▶ _OBJECTIVE_:
Please copy each of the following rows word for word, with nothing changed.

▶ _INPUT RECORDS_:

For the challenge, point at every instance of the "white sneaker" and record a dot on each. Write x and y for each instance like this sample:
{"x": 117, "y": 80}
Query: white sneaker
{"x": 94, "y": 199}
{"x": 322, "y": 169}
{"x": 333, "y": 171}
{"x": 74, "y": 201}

▶ _WRITTEN ANSWER_:
For the challenge, point at every instance of the "white sneaker" and record a dot on each. Write x and y for each instance like this sample:
{"x": 117, "y": 80}
Query: white sneaker
{"x": 94, "y": 199}
{"x": 322, "y": 169}
{"x": 333, "y": 171}
{"x": 74, "y": 201}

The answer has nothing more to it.